#### Problem description:
Rewrite the lines of the data below with every "Drop one dot" replaced by "Place one marker" and everything else unchanged. Leave the pictures out of your answer.

#### Material shown:
──────
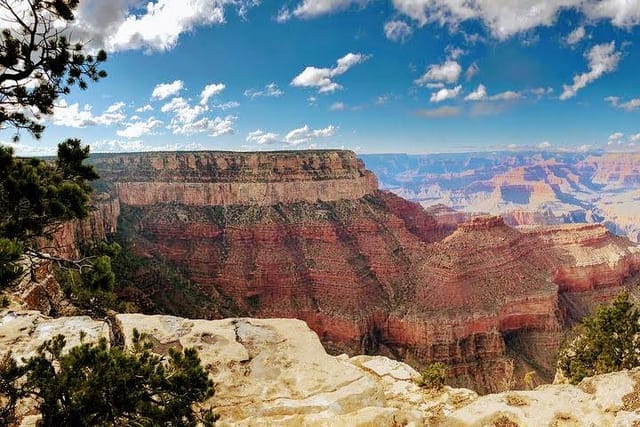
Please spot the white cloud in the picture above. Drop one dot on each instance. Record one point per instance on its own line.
(139, 128)
(506, 96)
(444, 94)
(448, 72)
(505, 18)
(615, 137)
(117, 146)
(480, 94)
(144, 109)
(382, 99)
(398, 31)
(115, 108)
(435, 85)
(321, 78)
(270, 90)
(73, 116)
(189, 119)
(165, 90)
(622, 13)
(544, 145)
(182, 110)
(440, 113)
(213, 127)
(576, 35)
(227, 105)
(472, 71)
(630, 105)
(455, 52)
(211, 90)
(603, 58)
(294, 137)
(313, 8)
(121, 25)
(260, 137)
(306, 134)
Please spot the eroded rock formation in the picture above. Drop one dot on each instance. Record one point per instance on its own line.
(307, 235)
(275, 372)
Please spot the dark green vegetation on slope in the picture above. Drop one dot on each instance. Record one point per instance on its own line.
(94, 384)
(607, 341)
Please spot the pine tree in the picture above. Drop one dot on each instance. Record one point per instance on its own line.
(608, 341)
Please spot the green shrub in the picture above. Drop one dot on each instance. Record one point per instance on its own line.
(434, 376)
(607, 341)
(96, 385)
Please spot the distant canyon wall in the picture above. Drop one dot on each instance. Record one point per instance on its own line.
(309, 235)
(527, 188)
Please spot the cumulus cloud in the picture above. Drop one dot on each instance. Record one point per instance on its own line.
──────
#### Solution for this task:
Please spot the white cloud in the picture above. Place one marker on each instance. Record one point per instance on its own line.
(139, 128)
(506, 96)
(444, 94)
(448, 72)
(505, 18)
(615, 137)
(117, 146)
(480, 94)
(144, 109)
(382, 99)
(398, 31)
(115, 108)
(435, 85)
(321, 78)
(270, 90)
(73, 116)
(189, 119)
(165, 90)
(622, 13)
(544, 145)
(182, 110)
(440, 113)
(213, 127)
(576, 35)
(227, 105)
(472, 71)
(630, 105)
(455, 52)
(211, 90)
(603, 58)
(294, 137)
(313, 8)
(121, 25)
(260, 137)
(306, 134)
Please spot the eroded rock formation in the picture above. Place one marker on each instance. Record one point per instance on its own line.
(307, 235)
(275, 372)
Please spot the dark green vegetation on slope in the picture above. Place one marker on each instance. Record one point per instance on its own line.
(94, 384)
(607, 341)
Please spot the pine tree in the picture above. Place one marker on each instance. Record one point per instance on its own line.
(608, 341)
Please spot the green shrub in the picture above. Place one marker on each instance. Record one point per instance on its own line.
(434, 376)
(607, 341)
(96, 385)
Please spot the distant canyon wall in the picture above. Place one marker on each instance. Record one point per instance on its own line.
(309, 235)
(527, 188)
Please spot the cumulus cloud in the picture above. Place one marker on each instance. Record one point per instance on its own line.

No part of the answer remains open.